- About this task -
Please summarize the text excerpt on supplier linkages in MENA economies in three sentences.

- Text excerpt -

=== Section Start ===

The quality of supplier databases differs across MENA economies. For instance, not all MENA IPAs are equipped with databases that list certifications held by local suppliers. Databases are also not publicly available online, which requires potential foreign investors to contact the IPA to enquire about the existence and features of local suppliers. In Tunisia, the foreign investment promotion agency, FIPA, provides matchmaking services but relies on the local supplier database of another agency, APII, the Agency for the Promotion of Industry and Innovation. The database is available online, includes both companies in manufacturing and services and provides information at the product level. It also lists certified companies, i.e. businesses with a specific quality certification.

Some MENA IPAs offer capacity building for local suppliers (Algeria, Lebanon, Palestinian Authority, and Tunisia). These IPAs have in common a mandate to promote domestic investment in addition to foreign investment. A minority of MENA IPAs provide assistance in recruiting and training programmes for local staff, which is similar to OECD IPAs (OECD, 2018[21]). Training local staff is often carried out by other agencies, such as SME development agencies, whether in the MENA region or elsewhere. Co-ordination across agencies is thus crucial to ensure good implementation of linkages policies.

An example of an IPA that has managed to promote business linkages is Czech Invest, notably thanks to the Supplier Development Programme, which offered an online access to a database of local suppliers in specific sectors and matchmaking and negotiation services (Box 8.4). Other effective programmes include Thailand’s Board of Investment Unit for Industrial Linkage Development (BUILD), which illustrates that linkage promotion needs to be part of a longer-term development plan that is coordinated across multiple actors. BUILD flexibly and informally coordinates linkages activities with other government bodies, the private sector and academic institutions (OECD-UNIDO, 2019[5]).

RBC principles and standards set out an expectation that all businesses contribute to sustainable development, and avoid and address adverse impacts of their operations. This entails integrating and considering environmental and social issues within core business activities, including in the supply chain and business relationships (see Chapter 10). MNEs increasingly base their decisions about where to invest on the ability to ensure predictable and reliable supply chains, capable of delivering effectively at each stage. Costs of delays due to, for example, labour unrests or environmental damage, can be substantial. Ensuring efficiency of supply chains has become even more relevant in the aftermath of the Covid-19 outbreak as they have become more vulnerable to disruptions generated by the pandemic.

=== Section End ===

- Records supplied -
=== Section Start ===

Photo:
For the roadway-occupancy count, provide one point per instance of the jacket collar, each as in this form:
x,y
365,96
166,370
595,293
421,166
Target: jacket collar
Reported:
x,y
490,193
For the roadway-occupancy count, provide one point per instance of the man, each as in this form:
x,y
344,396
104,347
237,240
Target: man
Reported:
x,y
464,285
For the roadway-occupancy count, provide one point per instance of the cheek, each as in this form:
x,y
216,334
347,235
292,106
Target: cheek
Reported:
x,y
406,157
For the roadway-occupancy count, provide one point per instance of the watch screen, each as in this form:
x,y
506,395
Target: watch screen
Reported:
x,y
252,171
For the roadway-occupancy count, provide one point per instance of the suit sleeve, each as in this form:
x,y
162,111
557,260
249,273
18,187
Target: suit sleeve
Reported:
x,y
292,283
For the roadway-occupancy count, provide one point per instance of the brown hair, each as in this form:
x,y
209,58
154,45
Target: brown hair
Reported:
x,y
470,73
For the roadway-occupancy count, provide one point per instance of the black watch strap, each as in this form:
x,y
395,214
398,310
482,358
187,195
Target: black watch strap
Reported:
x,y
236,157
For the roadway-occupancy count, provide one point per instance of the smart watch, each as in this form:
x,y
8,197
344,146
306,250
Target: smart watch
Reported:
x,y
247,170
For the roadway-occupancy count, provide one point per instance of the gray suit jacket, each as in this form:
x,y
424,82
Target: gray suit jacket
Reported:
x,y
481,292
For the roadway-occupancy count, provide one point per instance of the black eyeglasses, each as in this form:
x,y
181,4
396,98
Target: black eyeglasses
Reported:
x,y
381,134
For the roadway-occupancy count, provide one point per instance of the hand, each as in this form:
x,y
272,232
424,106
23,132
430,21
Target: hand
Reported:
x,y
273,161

=== Section End ===

- Output -
The quality of supplier databases differs across MENA IPAs, and many are not publicly available online, while in Tunisia FIPA relies on APII's online database, which covers manufacturing and services companies and lists certified businesses. Some MENA IPAs that also promote domestic investment offer capacity building for local suppliers, but other agencies often train local staff, so co-ordination is crucial; Czech Invest's Supplier Development Programme and Thailand's BUILD are cited as effective linkage programs. RBC principles expect businesses to contribute to sustainable development and address adverse impacts, including in supply chains, which MNEs increasingly weigh when deciding where to invest, especially since the Covid-19 outbreak made supply chains more vulnerable to disruption.